● Given problem
Gather every line in the items below that contains the string "field". Case counts.

• • •

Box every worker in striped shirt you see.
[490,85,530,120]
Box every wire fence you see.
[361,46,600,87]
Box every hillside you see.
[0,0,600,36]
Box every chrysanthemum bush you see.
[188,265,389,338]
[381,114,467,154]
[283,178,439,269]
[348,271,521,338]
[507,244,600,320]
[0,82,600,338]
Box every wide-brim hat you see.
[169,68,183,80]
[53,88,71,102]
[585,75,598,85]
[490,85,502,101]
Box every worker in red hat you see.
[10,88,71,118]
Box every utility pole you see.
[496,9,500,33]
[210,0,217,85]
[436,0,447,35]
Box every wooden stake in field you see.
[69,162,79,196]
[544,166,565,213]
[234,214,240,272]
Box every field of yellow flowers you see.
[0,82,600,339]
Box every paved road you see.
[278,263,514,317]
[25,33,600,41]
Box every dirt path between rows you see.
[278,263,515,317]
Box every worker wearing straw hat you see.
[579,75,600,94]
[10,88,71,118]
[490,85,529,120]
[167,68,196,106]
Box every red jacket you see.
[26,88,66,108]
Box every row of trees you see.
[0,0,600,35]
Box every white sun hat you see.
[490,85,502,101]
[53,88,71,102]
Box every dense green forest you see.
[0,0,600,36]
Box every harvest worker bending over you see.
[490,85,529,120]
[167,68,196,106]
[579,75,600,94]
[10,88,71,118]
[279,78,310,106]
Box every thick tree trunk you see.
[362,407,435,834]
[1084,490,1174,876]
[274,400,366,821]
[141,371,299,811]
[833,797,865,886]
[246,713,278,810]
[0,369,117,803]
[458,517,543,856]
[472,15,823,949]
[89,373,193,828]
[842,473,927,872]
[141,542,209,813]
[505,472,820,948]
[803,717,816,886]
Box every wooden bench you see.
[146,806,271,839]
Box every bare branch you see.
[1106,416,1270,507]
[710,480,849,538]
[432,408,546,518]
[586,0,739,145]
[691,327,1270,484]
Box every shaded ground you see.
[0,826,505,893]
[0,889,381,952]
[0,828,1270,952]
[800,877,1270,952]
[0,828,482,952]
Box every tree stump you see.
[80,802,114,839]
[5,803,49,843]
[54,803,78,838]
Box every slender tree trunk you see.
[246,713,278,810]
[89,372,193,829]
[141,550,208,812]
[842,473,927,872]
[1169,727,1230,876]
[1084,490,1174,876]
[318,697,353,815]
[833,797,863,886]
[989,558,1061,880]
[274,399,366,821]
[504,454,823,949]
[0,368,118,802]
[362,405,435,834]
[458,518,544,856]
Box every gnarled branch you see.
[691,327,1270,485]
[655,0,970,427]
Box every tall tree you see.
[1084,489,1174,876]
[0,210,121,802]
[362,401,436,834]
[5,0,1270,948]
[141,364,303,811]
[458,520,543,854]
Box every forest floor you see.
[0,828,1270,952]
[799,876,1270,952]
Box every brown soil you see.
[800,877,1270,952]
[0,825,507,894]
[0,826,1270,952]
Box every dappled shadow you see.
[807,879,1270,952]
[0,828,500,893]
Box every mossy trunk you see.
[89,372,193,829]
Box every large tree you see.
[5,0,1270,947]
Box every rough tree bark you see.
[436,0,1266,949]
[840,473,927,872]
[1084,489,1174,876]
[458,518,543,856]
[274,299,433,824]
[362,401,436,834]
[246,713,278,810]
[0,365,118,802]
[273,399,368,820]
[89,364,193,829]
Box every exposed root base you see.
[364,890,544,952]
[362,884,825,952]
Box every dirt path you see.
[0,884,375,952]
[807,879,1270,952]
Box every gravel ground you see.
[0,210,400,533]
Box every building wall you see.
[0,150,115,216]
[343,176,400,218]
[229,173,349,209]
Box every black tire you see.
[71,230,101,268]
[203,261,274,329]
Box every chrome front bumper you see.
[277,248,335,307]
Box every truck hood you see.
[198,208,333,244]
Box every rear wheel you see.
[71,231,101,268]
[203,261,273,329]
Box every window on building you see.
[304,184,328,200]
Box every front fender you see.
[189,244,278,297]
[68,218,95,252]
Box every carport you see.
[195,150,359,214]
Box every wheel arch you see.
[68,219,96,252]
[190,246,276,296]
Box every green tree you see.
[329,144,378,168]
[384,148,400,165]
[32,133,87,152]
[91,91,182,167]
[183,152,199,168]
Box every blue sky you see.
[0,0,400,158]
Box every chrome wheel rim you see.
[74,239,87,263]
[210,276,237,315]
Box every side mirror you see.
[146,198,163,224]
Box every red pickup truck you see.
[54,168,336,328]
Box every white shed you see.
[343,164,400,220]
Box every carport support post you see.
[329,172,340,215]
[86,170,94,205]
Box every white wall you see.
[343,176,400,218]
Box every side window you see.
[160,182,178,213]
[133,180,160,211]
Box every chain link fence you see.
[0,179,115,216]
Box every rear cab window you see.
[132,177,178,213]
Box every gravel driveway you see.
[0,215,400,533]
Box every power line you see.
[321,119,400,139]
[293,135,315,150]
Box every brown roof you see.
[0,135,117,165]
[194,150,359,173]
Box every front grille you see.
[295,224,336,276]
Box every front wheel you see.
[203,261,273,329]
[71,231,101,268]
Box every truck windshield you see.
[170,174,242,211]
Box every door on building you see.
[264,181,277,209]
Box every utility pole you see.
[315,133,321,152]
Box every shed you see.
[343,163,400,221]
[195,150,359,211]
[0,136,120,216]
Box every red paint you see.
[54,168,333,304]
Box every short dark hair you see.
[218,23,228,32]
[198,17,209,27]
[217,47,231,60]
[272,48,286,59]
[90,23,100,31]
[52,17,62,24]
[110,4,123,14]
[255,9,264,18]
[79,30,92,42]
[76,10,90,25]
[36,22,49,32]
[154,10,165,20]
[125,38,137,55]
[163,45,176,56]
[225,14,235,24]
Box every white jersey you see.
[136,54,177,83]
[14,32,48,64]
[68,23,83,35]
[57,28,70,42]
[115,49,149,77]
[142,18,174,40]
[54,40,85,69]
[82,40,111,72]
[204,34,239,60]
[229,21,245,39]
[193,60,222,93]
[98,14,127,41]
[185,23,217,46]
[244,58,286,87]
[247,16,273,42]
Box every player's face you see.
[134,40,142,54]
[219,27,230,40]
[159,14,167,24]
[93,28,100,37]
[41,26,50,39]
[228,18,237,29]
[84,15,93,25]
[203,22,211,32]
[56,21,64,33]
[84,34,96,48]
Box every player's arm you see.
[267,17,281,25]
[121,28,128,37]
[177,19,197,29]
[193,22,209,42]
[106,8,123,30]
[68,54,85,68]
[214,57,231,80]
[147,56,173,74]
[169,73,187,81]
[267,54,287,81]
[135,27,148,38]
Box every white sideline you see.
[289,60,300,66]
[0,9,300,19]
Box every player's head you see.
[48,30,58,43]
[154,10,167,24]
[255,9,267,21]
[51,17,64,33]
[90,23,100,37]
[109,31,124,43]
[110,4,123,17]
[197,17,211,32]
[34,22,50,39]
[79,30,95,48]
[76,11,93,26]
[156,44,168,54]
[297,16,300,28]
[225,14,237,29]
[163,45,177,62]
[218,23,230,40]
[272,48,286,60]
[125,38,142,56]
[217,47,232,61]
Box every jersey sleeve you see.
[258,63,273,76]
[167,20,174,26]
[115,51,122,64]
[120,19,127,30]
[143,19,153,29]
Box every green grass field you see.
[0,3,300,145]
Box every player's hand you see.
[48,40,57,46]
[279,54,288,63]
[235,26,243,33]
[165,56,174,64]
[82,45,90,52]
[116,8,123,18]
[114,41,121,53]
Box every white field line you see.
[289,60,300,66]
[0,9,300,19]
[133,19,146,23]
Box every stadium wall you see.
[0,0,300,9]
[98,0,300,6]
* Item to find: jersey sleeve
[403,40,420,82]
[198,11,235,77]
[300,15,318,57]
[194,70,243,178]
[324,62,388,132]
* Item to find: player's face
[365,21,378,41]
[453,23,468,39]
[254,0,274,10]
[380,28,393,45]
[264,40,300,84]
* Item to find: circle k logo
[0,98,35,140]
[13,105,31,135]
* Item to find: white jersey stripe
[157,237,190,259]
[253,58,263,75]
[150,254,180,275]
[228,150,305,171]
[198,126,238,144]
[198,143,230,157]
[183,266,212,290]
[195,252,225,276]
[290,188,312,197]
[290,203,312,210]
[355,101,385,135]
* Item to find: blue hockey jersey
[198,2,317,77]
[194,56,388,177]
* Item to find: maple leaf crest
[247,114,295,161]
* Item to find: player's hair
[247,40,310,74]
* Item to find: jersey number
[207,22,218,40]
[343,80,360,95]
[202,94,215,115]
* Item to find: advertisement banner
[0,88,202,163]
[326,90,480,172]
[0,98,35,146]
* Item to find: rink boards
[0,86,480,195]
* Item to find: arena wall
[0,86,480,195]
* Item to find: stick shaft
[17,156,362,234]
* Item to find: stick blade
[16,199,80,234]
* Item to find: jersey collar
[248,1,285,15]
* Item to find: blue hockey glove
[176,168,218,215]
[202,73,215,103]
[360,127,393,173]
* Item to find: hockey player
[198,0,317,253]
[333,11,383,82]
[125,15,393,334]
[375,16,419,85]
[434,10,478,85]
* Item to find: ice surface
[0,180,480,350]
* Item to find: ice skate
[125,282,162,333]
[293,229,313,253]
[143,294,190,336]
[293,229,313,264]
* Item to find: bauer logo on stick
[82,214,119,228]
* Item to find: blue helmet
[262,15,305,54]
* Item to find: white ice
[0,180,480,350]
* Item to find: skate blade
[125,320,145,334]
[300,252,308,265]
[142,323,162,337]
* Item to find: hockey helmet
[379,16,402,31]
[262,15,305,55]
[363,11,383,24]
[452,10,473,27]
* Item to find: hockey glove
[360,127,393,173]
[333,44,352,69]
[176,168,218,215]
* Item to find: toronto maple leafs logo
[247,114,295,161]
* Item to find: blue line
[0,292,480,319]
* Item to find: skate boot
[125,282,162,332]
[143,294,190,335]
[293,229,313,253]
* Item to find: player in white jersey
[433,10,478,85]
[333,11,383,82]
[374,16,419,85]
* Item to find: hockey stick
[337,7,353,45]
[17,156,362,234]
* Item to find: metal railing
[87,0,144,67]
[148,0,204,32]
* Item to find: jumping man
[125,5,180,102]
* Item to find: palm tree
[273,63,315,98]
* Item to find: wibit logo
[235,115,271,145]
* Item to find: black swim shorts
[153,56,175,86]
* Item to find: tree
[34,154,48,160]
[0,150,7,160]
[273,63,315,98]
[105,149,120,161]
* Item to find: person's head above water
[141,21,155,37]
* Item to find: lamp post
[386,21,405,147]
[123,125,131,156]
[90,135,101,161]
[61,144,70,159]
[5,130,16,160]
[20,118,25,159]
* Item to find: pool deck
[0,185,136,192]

• • •

● Result of the exercise
Box every wooden stake in field you see.
Box every field of yellow flowers you see.
Box every green grass field you see.
Box every white field line you see.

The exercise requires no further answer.